- Tasks to carry out -
**a.** Transcribe the passage about the narrator's family and the mother's hometown, everything from "I was born and" down to "I was produced.".
**b.** Write the next part of the passage about the narrator's parents and the small town near Yellow Mountain, starting after its last sentence.
===== Text excerpt =====
I was born and raised up in an undeveloped provincial capital city in China. With my father growing up here also, my mother came to the city from a small town in the southern part of the province, a while after her failure to enter high school. My mother was never hesitant to tell me that their marriage wasn’t based on love. Instead, it was purely for her future child, who is me, accidentally. In those days the only way to let her child have a chance to grow up and study in the capital city is to get married to a man from the city. For whatever reason they never told me, they got married and I was produced.

“Let’s go back to hometown” — That’s what my mother always tells me when we head over to the small town, where she was born. Being close to Yellow Mountain, most people would call it a beautiful town based on its scenery. What was hidden behind those old and peaceful little houses is that after living in one of them, things usually become so surprising in a bad way. For a long time there was no flush toilet, no shower, without being said, no internet. My grandparents used to live in that house. I don’t know when it started, but it eventually ends, after they passed away.
===== Source excerpt =====
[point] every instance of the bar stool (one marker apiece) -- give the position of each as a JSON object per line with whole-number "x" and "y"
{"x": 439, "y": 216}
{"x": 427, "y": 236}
=====
- Exercise results -
**a.**
I was born and raised up in an undeveloped provincial capital city in China. With my father growing up here also, my mother came to the city from a small town in the southern part of the province, a while after her failure to enter high school. My mother was never hesitant to tell me that their marriage wasn’t based on love. Instead, it was purely for her future child, who is me, accidentally. In those days the only way to let her child have a chance to grow up and study in the capital city is to get married to a man from the city. For whatever reason they never told me, they got married and I was produced.

**b.**
I only have a vague impression of my grandfather, who passed away when I was nine. When the only way of going there was taking the slow green train, I visited them only during summer and winter breaks. For a kid like me, cousins were my best friends, and the Chinese New Year was the hugest celebration I could imagine, during which I could have new clothes, watch fireworks, and get red pockets of money. All those pieces still exist in my mind, but my grandfather’s face, in my memory, was blank. Nine years old was too young for a kid to understand the meaning of “death”, or to pick up and collect the memories of passed-away relatives which would eventually vanish. His portrait was hanging in the living room of that old house, which I have to say, looks handsome. Under the desk there were also pictures of my grandfather and grandmother in their youth, and they just looked like… someone I don’t know at all.

Still, I grew up. Slowly I recognized that the way my mother says that town is my “hometown” was nothing but a camouflaged brainwash, to win me from the destiny she chose by herself, which finally, stopped working. I kept claiming the city I was born in is my hometown (which should be, shouldn’t it?), and made various excuses not to go back to her hometown. “Your grandma doesn’t have much time left. You should go and visit her.” Well, I did that just to avoid fighting with my mother, and I kept playing cellphones with my mobile data all the time.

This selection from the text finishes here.